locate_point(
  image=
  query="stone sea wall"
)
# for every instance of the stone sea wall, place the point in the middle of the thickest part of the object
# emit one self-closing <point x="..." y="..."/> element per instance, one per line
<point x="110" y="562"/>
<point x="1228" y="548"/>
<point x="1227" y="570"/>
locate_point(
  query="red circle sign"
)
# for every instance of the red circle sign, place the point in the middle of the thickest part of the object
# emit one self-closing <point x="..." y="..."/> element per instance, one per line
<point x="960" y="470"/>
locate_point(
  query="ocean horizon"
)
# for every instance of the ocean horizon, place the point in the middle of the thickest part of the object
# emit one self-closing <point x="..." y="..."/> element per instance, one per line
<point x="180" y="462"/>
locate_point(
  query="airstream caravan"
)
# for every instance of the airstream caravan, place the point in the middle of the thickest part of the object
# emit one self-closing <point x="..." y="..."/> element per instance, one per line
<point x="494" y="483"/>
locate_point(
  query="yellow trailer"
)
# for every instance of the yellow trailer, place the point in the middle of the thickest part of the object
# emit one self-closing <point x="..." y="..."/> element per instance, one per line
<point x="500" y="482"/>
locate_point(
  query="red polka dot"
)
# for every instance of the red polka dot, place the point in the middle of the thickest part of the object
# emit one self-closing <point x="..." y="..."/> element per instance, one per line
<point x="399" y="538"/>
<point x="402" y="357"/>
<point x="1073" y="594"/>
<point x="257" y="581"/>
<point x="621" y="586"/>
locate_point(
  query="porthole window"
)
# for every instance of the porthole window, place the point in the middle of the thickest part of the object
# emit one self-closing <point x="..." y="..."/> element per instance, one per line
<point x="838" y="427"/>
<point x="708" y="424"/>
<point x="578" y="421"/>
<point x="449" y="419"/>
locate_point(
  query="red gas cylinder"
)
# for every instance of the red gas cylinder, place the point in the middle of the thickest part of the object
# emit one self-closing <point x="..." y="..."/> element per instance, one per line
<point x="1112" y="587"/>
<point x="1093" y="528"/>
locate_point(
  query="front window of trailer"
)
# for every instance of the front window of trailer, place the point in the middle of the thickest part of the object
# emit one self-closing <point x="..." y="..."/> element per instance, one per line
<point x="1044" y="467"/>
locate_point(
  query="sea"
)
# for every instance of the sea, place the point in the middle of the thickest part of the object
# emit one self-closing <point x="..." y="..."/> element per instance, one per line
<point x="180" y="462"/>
------------------------------------------------------------------------
THE PROBLEM -> Which lines above include the word "ocean"? Show each one.

SOLUTION ->
  query="ocean horizon"
# for every instance of the ocean horizon, place the point in the middle of the thickest part of the object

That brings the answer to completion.